━━━ Passage ━━━

2.2 “AdsWizz Materials” shall have the meaning as specified in Section 5.
2.3 “Affiliate” as to an entity, means another entity that, directly or indirectly, controls, is controlled by or is under common control with such entity, where “control” means ownership of more than 50% of the outstanding shares or securities representing the right to vote for the election of directors or other managing authority of such entity including without limitation Pandora Media, LLC and Sirius XM Radio Inc. (dba SXM Media).
2.4 “AudioGO” means the buying tool hosted and made available to advertisers, ad agencies, agency trading desks, and ad networks to enable them through a user interface to buy and manage Advertisements in the Inventory.
2.5 “Confidential Information” shall have the meaning as specified in Section 9.
2.6 “Intellectual Property Rights” means all forms of proprietary rights, titles, interests, and ownership relating to patents, copyrights, trademarks, trade dresses, trade secrets, know-how, mask works, droit moral (moral rights), and all similar rights of every type that may exist now or in the future in any jurisdiction, including, without limitation, all applications and registrations therefore and rights to apply for any of the foregoing.
2.7 “Inventory” means Advertisement inventory contained within a Property.

━━━ Information supplied ━━━

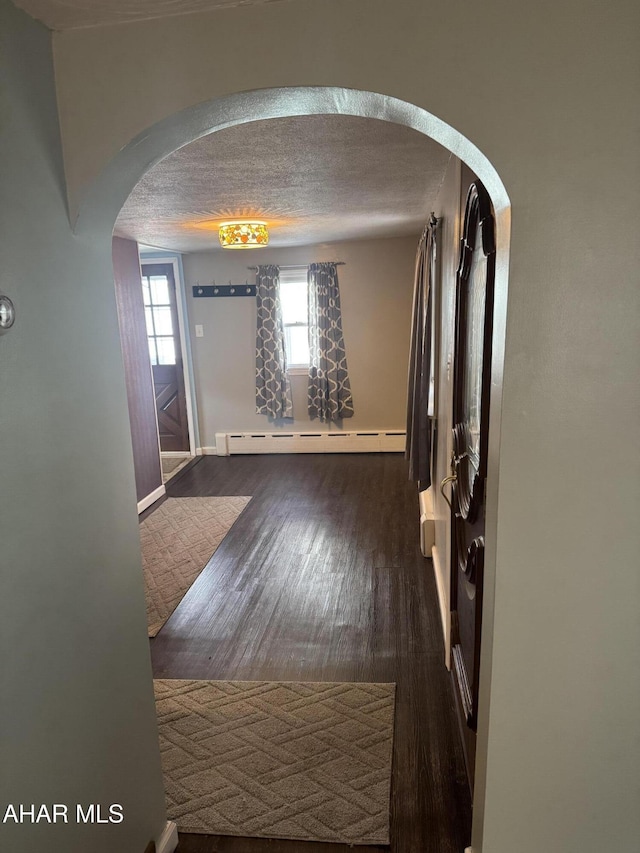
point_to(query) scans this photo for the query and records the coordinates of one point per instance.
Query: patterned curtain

━━━

What you should do:
Translate this sentence from the definitions into Spanish: "“Inventory” means Advertisement inventory contained within a Property."

Output:
“Inventario” significa el inventario de Anuncios contenido dentro de una Propiedad.